Rewrite every line of the material from the line containing "girl's face in the photograph above." through the end of the material, both ends included, multiplying each point coordinate by 1.3 and rounding to a whole number, with halves rounded up. Leave out the pictures.
====== Data excerpts
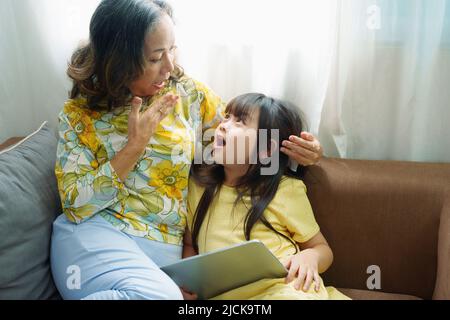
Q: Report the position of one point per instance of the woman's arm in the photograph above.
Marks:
(305, 150)
(88, 185)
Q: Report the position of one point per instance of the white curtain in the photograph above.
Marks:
(371, 76)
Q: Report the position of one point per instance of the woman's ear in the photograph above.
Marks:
(264, 154)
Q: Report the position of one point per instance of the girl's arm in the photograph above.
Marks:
(314, 258)
(319, 245)
(188, 248)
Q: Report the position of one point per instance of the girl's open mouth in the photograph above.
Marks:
(160, 85)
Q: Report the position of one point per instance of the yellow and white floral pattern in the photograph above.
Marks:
(151, 202)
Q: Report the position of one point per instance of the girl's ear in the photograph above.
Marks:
(264, 154)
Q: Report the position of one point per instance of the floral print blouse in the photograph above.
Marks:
(151, 202)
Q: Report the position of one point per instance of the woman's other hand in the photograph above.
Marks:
(142, 125)
(305, 150)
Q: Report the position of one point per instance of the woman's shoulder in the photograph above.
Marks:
(78, 107)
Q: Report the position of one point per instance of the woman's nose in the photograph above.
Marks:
(169, 66)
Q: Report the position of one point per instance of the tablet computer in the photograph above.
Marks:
(217, 272)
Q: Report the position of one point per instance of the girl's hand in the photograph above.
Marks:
(188, 295)
(142, 126)
(306, 149)
(304, 267)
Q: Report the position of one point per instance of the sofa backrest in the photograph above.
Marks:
(384, 214)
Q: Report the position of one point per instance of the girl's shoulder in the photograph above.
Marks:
(292, 185)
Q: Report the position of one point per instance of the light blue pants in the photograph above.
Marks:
(95, 261)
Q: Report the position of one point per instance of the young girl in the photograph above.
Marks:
(233, 201)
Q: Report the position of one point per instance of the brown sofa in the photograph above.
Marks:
(394, 215)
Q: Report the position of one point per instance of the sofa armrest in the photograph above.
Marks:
(442, 289)
(384, 214)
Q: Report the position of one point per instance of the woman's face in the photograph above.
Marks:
(235, 140)
(159, 59)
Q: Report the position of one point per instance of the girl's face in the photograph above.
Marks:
(236, 140)
(159, 58)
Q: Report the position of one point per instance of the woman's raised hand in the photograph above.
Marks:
(142, 125)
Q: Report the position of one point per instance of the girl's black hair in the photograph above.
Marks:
(274, 114)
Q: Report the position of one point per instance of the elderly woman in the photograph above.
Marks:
(126, 141)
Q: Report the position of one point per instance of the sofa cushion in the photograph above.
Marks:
(29, 202)
(375, 295)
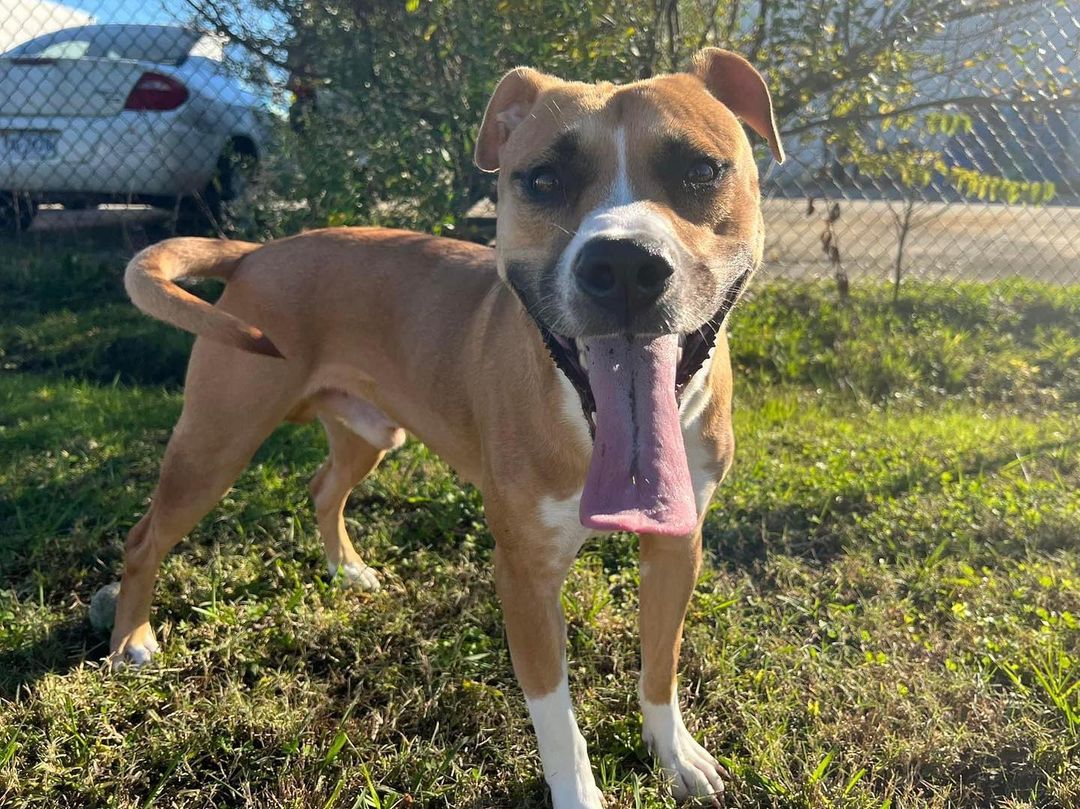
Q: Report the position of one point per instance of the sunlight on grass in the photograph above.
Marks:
(890, 615)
============
Exercise solution
Q: Report the position of one point per instance of the girl's face in the photograph above.
Marks:
(307, 182)
(207, 75)
Q: Report the position of one point per instance of the woman's raised hand in the photograph above.
Marks:
(185, 163)
Q: Report the position of one point per instance of the girl's black hair in the photograph above.
Marks:
(356, 148)
Q: Report the position of one point per instance of the elderly woman in the photograph above.
Marks:
(164, 183)
Q: Report the position of one point per instance of the sofa cushion in the photograph above.
Marks:
(38, 263)
(488, 384)
Q: Report the position of one point per instance of the sunlight on grass in the photograph above.
Marks:
(1157, 800)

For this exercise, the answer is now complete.